作業の指示>
エッチングによる一括除去工程を述べた提示文のうち、「この態様によれば、ウエットエ」で始まり「エッチングを行う工程を含む。」で終わるまでの部分を、一字も変えずに書き写すこと。

提示文>
+++

この態様によれば、ウエットエッチングにより一括除去工程の少なくとも一部が行われる。一般に、ウエットエッチングでは指向性がなくパターン精度を出すことが困難であるが、一括除去工程ではパターン精度を出す必要は全く無い(即ち、表側は全く除去せず、裏側は全面的に除去すればよい)。このため、例えば低品位のエッチング液を用いて簡易なウエットエッチング環境でも当該一括除去処理を問題なく行える。更に、大量の基板装置をバッチ処理によりまとめて行っても特に問題無く行えるので実用上便利である。但し、酸化膜を除去するに、ポリシリコン除去用のウエットエッチング液では困難であり、酸化膜除去用のエッチング液で処理が可能である。また、同一装置内のポリシリコン用と酸化膜用のエッチング液を貯蔵した二層式であれば同時に処理が可能である。例えば第2膜と第3膜との間に酸化膜がある場合等には、一括除去工程の中で、第3膜除去用のウエットエッチングを行った後に、酸化膜除去用のドライエッチングを行い、続いて第2膜除去用のウエットエッチングを行い、更に第1膜除去用のウエットエッチングを行うようにすればよい。また、第1膜と第2膜との間に酸化膜がある場合には、一括除去工程の中で、第2膜をドライエッチングし、酸化膜をウエットエッチング、第1膜をドライエッチングするとよい。
【0029】
本発明の基板装置の製造方法の他の態様では、前記一括除去工程は、エッチングガスを少なくとも1回交換して同一エッチング装置によりドライエッチングを行う工程を含む。

+++

表示データ>
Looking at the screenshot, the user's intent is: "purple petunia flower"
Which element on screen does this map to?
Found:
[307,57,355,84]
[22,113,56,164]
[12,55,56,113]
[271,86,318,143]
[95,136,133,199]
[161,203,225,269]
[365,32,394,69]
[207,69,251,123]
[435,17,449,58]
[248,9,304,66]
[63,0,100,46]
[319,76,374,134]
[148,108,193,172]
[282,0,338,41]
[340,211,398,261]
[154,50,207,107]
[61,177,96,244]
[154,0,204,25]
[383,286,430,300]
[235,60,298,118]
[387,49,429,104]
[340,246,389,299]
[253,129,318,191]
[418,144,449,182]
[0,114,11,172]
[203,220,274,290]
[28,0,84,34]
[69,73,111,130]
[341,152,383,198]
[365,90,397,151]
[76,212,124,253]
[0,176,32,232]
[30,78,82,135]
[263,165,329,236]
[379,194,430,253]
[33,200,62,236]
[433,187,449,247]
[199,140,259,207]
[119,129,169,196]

+++

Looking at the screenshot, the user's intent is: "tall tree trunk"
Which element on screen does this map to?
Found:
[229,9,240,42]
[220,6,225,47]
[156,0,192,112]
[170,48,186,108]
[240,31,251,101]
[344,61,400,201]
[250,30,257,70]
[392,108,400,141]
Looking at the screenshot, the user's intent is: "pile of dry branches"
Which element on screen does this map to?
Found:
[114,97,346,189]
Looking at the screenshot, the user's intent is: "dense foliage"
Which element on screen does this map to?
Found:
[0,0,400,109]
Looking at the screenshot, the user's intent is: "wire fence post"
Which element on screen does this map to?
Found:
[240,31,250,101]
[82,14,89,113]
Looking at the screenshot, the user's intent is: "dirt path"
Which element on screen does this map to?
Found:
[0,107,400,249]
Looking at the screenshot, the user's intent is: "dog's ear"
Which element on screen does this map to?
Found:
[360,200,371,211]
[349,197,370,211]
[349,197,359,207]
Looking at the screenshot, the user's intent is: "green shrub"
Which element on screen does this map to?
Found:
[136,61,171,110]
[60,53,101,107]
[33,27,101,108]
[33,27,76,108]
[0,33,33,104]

+++

記述回答>
この態様によれば、ウエットエッチングにより一括除去工程の少なくとも一部が行われる。一般に、ウエットエッチングでは指向性がなくパターン精度を出すことが困難であるが、一括除去工程ではパターン精度を出す必要は全く無い(即ち、表側は全く除去せず、裏側は全面的に除去すればよい)。このため、例えば低品位のエッチング液を用いて簡易なウエットエッチング環境でも当該一括除去処理を問題なく行える。更に、大量の基板装置をバッチ処理によりまとめて行っても特に問題無く行えるので実用上便利である。但し、酸化膜を除去するに、ポリシリコン除去用のウエットエッチング液では困難であり、酸化膜除去用のエッチング液で処理が可能である。また、同一装置内のポリシリコン用と酸化膜用のエッチング液を貯蔵した二層式であれば同時に処理が可能である。例えば第2膜と第3膜との間に酸化膜がある場合等には、一括除去工程の中で、第3膜除去用のウエットエッチングを行った後に、酸化膜除去用のドライエッチングを行い、続いて第2膜除去用のウエットエッチングを行い、更に第1膜除去用のウエットエッチングを行うようにすればよい。また、第1膜と第2膜との間に酸化膜がある場合には、一括除去工程の中で、第2膜をドライエッチングし、酸化膜をウエットエッチング、第1膜をドライエッチングするとよい。
【0029】
本発明の基板装置の製造方法の他の態様では、前記一括除去工程は、エッチングガスを少なくとも1回交換して同一エッチング装置によりドライエッチングを行う工程を含む。